Document excerpt:
⁂

Edinburgh team to test intranasal interferon add-on with vaccines to boost nasal immunity and cut spread

World Immunisation Week 2026: Edinburgh researchers will test a brief intranasal interferon‑alpha add‑on given alongside routine intramuscular vaccines to prime the nasal mucosa—the frontline where respiratory infections start.

Core concept image - Fraser

Respiratory infections remain a major global burden, yet most licensed vaccines against these pathogens are delivered intramuscularly and chiefly induce systemic immunity. Protection at the upper respiratory tract—the nose and upper airways, where many infections begin—remains limited.

Aside from the paediatric flu nasal spray, few approaches actively prime the nasal mucosa, which helps explain why vaccinated individuals can still acquire infection and transmit it.

A targeted nasal signal alongside routine vaccination

University of Edinburgh researchers led by Dr Rupsha Fraser from Edinburgh Medical School and Centre for Inflammation Research, have developed a non‑antigenic adjunct that separates antigen delivery from local immune conditioning.

⁂

(Items listed in a dataset)
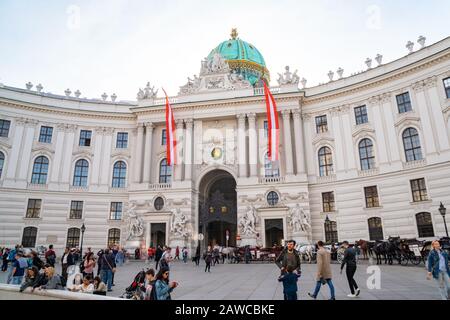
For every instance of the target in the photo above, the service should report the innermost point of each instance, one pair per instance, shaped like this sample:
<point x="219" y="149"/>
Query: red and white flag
<point x="273" y="126"/>
<point x="170" y="131"/>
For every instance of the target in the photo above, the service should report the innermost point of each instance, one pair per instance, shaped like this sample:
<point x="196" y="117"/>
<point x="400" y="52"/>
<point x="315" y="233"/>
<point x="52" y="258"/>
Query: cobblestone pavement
<point x="258" y="281"/>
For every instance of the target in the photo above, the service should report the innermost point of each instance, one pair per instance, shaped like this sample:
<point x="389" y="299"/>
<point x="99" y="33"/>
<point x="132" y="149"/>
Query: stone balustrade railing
<point x="11" y="292"/>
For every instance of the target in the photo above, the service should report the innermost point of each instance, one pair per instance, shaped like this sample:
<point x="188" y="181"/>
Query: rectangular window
<point x="116" y="211"/>
<point x="419" y="190"/>
<point x="122" y="140"/>
<point x="4" y="128"/>
<point x="371" y="194"/>
<point x="447" y="87"/>
<point x="321" y="124"/>
<point x="34" y="208"/>
<point x="361" y="115"/>
<point x="266" y="129"/>
<point x="328" y="201"/>
<point x="45" y="135"/>
<point x="85" y="138"/>
<point x="163" y="137"/>
<point x="403" y="102"/>
<point x="76" y="209"/>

⁂

What you will do: Extend the article on the Edinburgh intranasal interferon add-on, starting right after its last sentence.

Written answer:
The concept is to administer a standard intramuscular vaccine and co-administer a brief intranasal dose of interferon‑alpha (IFN‑α). This is designed to trigger an interferon‑driven immunomodulatory programme in the nasal mucosa, recruit vaccine‑specific lymphocytes and establish local immune readiness without placing vaccine antigen in the nose, which in humans is hampered by rapid mucociliary clearance.

Preclinical proof and platform pivot

In animal studies, intranasal IFN‑α given concurrently with parenteral vaccination directed antigen‑specific CD4+ and CD8+ T cells to the upper respiratory tract, indicating that mucosal immunity can be induced in an antigen‑independent manner to localise vaccine responses.

This work, conducted with the AstraZeneca SARS‑CoV‑2 vaccine, is available as a preprint. With that platform no longer in clinical use the team has pivoted to using PnuBioVax, a novel protein-based vaccine for pneumococcal disease.

Path to first in human studies

The team will define an immunologically relevant dose range for testing, manufacture and release a clinical-grade product suitable for human use, and conduct a dose-ranging study in humans to identify an optimal dose range for this purpose i.e. the dose that produces the intended biological response in the nose within defined tolerability criteria. 

Subsequent clinical trials will test whether coadministration of intranasal IFN-α with intramuscular vaccination directs vaccine-induced immune responses to the nasal lining, where infection begins, by measuring local immune responses in the nose and assessing effects on infection acquisition. The researchers plan to include their evaluation alongside existing and investigational vaccines, including controlled human infection model trials in Africa.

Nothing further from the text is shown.